**Fragmento del texto**.
++++
Mi historia comienza así:
Mi madre conoció a un cantante que le sacaba dos buenas décadas. Ella era de una provincia, él de otra, pero ambos trabajaban en una tercera intermedia. Eran polos opuestos. Se pusieron de acuerdo el tiempo suficiente como para casarse, tener una hija (que ya va para 30) y criarla hasta los 9. Luego, la hecatombe.
Mi padre. Oh, mi padre. El autor de mis días, y del 50% de mis traumas 🤣. Según mi madre, de él vienen todos mis defectos. Según él, también vienen todas mis virtudes. Es como si yo fuera un calco al carbón de mi padre. La cosa más irónica que me ha pasado en la vida es cada día parecerme más, físicamente, a mi tía paterna, quien intentó hacerme un ADN. Mi alergia más rara la saqué de dicha tía. La vida tiene una manera hermosa de mordernos el...
El divorcio fue tan espantoso que los objetos volantes en mi casa estaban perfectamente identificados: platos, calderos, zapatos, floreros, cualquier cosa que no estuviera pegada al piso. Las cosas que se dijeron delante de mí, las manipulaciones que intentaron hacerme. A los 9 años, dejé de idealizar a mis padres. Por ello pagué (pagamos todos) un precio que sigue al día de hoy. Los amo, pero no los respeto. Es lo que hay.
++++
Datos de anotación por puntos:
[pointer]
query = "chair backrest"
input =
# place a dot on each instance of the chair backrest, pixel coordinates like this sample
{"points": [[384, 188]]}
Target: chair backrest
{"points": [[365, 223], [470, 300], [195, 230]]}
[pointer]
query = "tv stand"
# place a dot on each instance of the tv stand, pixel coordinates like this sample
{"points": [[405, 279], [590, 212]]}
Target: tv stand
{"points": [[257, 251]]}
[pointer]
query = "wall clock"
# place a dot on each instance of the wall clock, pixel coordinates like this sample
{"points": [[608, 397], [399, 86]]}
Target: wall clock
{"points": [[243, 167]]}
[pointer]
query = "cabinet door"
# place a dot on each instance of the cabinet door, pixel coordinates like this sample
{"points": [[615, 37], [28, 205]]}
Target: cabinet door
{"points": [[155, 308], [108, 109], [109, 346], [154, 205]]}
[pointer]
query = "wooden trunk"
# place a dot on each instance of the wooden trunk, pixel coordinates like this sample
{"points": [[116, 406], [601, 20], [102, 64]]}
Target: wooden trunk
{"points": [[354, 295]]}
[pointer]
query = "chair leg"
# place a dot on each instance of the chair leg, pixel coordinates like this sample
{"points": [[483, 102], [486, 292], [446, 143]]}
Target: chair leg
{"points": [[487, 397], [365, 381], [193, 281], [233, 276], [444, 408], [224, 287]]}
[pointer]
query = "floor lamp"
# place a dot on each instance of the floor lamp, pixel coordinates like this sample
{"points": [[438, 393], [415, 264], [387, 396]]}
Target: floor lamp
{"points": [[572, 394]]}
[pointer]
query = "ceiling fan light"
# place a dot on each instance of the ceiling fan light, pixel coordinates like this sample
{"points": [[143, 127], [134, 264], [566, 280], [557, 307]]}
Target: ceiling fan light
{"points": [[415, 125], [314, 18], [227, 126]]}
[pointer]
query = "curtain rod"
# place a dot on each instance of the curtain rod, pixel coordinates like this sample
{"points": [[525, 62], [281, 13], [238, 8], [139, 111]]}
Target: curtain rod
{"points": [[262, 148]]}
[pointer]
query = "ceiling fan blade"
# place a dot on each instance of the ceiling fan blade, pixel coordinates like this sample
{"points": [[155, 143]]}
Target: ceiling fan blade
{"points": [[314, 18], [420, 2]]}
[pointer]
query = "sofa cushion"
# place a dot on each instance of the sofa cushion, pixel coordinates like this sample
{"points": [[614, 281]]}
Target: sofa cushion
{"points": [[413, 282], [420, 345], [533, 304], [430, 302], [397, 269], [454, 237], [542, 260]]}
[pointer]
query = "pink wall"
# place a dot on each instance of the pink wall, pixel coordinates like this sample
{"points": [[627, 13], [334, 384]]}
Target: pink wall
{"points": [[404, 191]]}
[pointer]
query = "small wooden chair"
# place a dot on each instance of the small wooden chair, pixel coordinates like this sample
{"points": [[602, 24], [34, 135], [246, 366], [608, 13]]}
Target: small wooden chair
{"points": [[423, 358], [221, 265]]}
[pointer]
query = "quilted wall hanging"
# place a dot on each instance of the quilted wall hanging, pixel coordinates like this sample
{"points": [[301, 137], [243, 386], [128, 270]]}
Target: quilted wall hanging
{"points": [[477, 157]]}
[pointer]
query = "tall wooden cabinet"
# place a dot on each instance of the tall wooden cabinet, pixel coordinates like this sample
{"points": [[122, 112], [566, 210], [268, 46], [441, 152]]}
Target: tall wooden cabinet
++++
**Instrucciones**.
• a. Reescribe el pasaje del relato sobre el divorcio de los padres desde "Mi padre. Oh, mi" hasta "lo que hay.", ambos incluidos, con "jarrones" en lugar de "floreros".
• b. Prosigue el relato sobre el divorcio de los padres a partir de su última oración.

**Respuestas esperadas**.
• a.
Mi padre. Oh, mi padre. El autor de mis días, y del 50% de mis traumas 🤣. Según mi madre, de él vienen todos mis defectos. Según él, también vienen todas mis virtudes. Es como si yo fuera un calco al carbón de mi padre. La cosa más irónica que me ha pasado en la vida es cada día parecerme más, físicamente, a mi tía paterna, quien intentó hacerme un ADN. Mi alergia más rara la saqué de dicha tía. La vida tiene una manera hermosa de mordernos el...
El divorcio fue tan espantoso que los objetos volantes en mi casa estaban perfectamente identificados: platos, calderos, zapatos, jarrones, cualquier cosa que no estuviera pegada al piso. Las cosas que se dijeron delante de mí, las manipulaciones que intentaron hacerme. A los 9 años, dejé de idealizar a mis padres. Por ello pagué (pagamos todos) un precio que sigue al día de hoy. Los amo, pero no los respeto. Es lo que hay.

• b.
Dicen que uno solo perdona a sus padres cuando tiene sus propios hijos. Todavía no ha pasado y, sinceramente, no creo que vaya a pasar. No creo que alguien como yo deba tenerlos.
Todas las cosas que odio de mí, están relacionadas directamente con mi padre. Sin embargo, ese viejito de 77 años también es parte fundamental de lo que amo de mí misma.
Mi padre es el Señor de los Ovnis. Nació en la versión cubana de Macondo. Ha tenido mil y un trabajos, de cualquier cantidad de cosas distintas. Ha vivido en cuanto caserío, pueblo o ciudad de este país ud pueda imaginarse y hasta algunos que ni se imagina. Ha tenido más mujeres de todo tipo que Florentino Ariza. Es un bicho raro que habla esperanto, me enseñó a leer CF y cree en varias teorías conspirativas y en los aliens ancestrales con toda su alma 👽
Soy escritora gracias a mi padre. Escribo Ciencia Ficción, gracias a él. Mi cerebro está cableado como le da la gana, igual que el suyo. Si hablo inglés desde niña es porque él lo exigió. Si tengo tantos intereses, es porque él los alentó. Si hoy en día puedo hacer plata simplemente hablando, es porque él era igual. Gracias a su educación, mi mundo interior es una catedral gótica en vez de una capillita.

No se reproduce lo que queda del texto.